## Required work
Only the lines from the line holding "soil with a point in the photo above." through the final line of the entries below are to be returned, exactly as they stand.
##########
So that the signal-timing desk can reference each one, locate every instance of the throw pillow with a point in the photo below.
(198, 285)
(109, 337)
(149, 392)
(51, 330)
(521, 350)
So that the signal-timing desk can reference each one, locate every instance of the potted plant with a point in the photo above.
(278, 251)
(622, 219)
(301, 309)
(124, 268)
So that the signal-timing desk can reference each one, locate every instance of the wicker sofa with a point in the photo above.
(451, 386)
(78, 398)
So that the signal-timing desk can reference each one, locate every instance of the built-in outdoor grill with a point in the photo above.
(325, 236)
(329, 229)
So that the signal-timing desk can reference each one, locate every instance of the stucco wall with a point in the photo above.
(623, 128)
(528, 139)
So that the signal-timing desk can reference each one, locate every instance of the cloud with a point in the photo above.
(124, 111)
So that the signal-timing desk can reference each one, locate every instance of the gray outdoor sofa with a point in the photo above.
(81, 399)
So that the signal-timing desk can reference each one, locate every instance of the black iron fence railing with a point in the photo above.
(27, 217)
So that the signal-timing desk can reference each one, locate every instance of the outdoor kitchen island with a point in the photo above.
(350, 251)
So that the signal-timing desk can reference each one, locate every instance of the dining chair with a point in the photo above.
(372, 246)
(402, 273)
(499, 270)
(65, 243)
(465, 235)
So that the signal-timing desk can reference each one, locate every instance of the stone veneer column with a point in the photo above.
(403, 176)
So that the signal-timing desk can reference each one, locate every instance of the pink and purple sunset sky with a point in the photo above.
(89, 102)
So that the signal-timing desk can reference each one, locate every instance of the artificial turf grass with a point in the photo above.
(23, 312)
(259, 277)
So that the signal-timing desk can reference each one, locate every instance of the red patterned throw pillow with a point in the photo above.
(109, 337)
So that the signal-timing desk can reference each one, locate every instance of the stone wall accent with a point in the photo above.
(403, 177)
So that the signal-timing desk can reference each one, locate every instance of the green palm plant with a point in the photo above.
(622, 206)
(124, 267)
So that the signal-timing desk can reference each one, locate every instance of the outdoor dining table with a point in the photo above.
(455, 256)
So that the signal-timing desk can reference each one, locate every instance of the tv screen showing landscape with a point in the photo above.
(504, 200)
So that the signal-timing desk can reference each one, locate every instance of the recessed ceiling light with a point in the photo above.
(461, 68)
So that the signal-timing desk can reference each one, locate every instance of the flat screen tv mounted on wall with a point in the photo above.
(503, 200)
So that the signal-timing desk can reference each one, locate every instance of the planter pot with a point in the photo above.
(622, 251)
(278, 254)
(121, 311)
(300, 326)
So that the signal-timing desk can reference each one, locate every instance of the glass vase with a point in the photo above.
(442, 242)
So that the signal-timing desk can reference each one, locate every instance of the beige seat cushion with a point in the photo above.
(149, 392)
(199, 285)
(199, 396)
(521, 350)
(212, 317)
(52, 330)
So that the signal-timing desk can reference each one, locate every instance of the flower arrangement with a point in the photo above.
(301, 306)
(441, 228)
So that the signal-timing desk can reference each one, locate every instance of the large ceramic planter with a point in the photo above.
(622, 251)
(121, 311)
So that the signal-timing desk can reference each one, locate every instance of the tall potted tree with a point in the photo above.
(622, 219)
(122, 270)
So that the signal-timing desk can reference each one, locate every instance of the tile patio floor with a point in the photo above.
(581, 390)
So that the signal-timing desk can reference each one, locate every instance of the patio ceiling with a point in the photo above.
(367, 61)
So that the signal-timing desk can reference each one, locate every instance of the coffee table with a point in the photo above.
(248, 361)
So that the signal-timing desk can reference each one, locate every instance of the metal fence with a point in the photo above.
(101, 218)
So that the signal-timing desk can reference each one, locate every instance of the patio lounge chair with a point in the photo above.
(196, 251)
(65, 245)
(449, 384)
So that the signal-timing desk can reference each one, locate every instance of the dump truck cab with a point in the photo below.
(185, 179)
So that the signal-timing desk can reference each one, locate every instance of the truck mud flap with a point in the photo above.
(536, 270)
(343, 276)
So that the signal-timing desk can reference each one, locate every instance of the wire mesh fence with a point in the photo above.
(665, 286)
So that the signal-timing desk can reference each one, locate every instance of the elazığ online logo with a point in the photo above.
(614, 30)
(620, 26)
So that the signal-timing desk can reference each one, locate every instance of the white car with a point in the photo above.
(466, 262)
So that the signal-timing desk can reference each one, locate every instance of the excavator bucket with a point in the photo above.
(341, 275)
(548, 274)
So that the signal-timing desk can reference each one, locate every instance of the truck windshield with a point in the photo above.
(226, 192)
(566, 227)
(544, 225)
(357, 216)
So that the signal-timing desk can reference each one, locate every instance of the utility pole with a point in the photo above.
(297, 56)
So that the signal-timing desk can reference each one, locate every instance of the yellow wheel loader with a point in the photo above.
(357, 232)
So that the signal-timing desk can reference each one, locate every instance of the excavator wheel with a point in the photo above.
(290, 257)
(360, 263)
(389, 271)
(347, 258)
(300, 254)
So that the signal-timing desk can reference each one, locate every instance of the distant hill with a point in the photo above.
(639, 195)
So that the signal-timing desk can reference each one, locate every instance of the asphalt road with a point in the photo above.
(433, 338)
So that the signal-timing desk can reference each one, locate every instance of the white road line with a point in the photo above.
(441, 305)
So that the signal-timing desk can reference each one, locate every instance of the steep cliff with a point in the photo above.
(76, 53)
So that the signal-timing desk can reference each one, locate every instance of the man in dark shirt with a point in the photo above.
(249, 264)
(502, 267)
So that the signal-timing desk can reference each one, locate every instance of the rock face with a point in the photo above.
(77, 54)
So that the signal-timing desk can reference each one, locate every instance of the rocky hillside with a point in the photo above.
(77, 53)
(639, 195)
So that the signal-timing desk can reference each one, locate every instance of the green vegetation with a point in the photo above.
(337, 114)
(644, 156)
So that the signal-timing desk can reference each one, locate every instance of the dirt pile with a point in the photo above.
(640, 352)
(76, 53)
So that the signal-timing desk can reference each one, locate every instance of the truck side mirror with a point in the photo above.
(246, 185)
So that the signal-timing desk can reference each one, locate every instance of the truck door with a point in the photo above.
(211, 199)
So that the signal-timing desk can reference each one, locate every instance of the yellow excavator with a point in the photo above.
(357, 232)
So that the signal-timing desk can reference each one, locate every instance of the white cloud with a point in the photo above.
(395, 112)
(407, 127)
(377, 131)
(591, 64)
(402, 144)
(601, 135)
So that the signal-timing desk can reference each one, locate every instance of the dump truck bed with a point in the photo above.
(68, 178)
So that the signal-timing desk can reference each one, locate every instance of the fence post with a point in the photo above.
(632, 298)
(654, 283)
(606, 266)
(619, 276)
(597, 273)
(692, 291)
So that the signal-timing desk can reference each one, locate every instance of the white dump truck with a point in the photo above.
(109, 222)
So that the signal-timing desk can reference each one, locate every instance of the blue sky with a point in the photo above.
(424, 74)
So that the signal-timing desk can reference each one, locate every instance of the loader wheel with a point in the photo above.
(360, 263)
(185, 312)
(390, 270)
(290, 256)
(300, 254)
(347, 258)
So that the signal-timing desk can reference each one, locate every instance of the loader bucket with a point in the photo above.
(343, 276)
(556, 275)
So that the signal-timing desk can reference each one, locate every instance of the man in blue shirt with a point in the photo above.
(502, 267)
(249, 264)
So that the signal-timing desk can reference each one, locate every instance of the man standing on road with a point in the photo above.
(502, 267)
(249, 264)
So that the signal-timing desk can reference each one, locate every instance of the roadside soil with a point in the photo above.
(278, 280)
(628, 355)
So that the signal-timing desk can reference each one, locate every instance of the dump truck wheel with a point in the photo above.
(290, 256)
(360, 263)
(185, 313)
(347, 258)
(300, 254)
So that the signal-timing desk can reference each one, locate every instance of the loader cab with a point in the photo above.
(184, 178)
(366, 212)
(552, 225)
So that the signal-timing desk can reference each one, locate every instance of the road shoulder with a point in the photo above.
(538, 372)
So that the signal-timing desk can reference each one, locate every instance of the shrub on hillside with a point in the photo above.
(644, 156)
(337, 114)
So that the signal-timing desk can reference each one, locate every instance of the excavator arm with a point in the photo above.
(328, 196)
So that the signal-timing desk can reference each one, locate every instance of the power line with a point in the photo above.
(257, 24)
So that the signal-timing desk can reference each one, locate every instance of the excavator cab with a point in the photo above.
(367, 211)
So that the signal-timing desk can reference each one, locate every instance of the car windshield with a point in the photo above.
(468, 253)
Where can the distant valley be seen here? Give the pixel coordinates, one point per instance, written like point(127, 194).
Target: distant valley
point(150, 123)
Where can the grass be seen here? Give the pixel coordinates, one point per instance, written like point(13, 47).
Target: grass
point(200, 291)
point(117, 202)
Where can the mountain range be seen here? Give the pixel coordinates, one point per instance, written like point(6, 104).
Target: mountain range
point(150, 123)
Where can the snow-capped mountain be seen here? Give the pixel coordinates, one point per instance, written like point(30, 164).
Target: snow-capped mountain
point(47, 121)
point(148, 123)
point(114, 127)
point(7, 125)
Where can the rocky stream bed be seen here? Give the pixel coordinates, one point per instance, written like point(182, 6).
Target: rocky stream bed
##########
## Answer for the task
So that the signal-timing desk can reference each one, locate every instance of the roadside soil with a point in the photo above.
(278, 280)
(628, 355)
So that the signal-timing desk can reference each one, locate every instance of the dump truck wheel with a point in the photo above.
(290, 256)
(360, 263)
(185, 313)
(347, 258)
(300, 254)
So that the signal-timing desk can reference each one, locate every instance of the loader cab with a point in the photo above.
(184, 178)
(366, 212)
(552, 225)
So that the signal-timing desk can reference each one, locate every instance of the road shoulder with a point in the photo above.
(538, 372)
So that the signal-timing desk can reference each one, locate every instance of the shrub on hillside with a point in the photo above.
(644, 156)
(337, 114)
So that the signal-timing desk can reference each one, locate every instance of the excavator arm with a point in the photo above.
(328, 196)
So that the signal-timing desk can reference each one, locate every instance of the power line with a point in the photo above.
(257, 24)
So that the signal-timing desk can reference each one, locate every instance of the excavator cab with a point in the photo above.
(367, 211)
So that the signal-timing desk can reference each one, locate every instance of the car windshield with a point in the photo above.
(468, 253)
Where can the distant valley be seen here? Give the pixel coordinates, one point per instance, written like point(127, 194).
Target: distant valley
point(150, 123)
Where can the grass be seen here? Give the pixel coordinates, one point per instance, written like point(13, 47).
Target: grass
point(200, 291)
point(117, 202)
Where can the mountain range be seen here? Give the pixel coordinates, one point per instance, written like point(6, 104).
Target: mountain range
point(150, 123)
Where can the snow-capped mountain be seen here? Give the pixel coordinates, one point per instance, written like point(30, 164).
Target: snow-capped mountain
point(47, 121)
point(148, 123)
point(114, 127)
point(7, 125)
Where can the rocky stream bed be seen here? Give the pixel coordinates, one point per instance, written like point(182, 6).
Target: rocky stream bed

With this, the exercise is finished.